[Location identification entries]
━━━

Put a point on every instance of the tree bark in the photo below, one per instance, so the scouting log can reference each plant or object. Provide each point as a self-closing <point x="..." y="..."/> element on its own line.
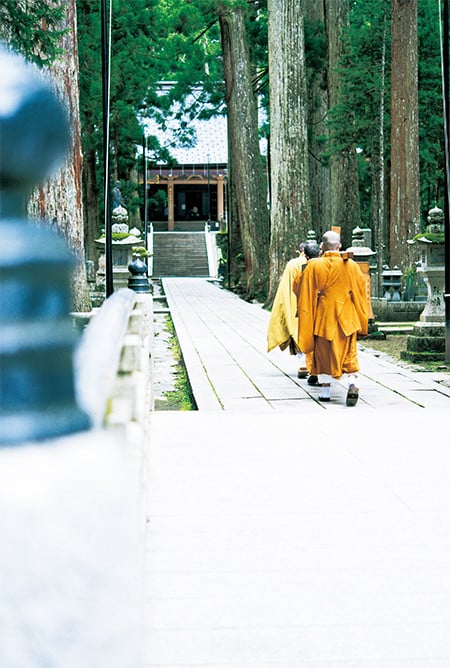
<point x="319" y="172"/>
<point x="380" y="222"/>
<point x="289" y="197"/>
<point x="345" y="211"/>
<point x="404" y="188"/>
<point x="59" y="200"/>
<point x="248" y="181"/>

━━━

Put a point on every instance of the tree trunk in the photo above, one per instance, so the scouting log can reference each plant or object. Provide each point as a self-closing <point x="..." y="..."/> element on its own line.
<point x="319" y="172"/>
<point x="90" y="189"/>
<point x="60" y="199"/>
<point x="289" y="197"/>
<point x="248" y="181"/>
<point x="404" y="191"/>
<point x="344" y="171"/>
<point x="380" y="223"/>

━━━

Pick out and copy every line of the material above that contains the string "bark". Letter case counts when matching.

Put a point on every instance of the tree bark in the photo below, one per instance, so the scouting log can reference each plant or object. Provide each point as a self-closing <point x="..." y="..."/> element on its own line.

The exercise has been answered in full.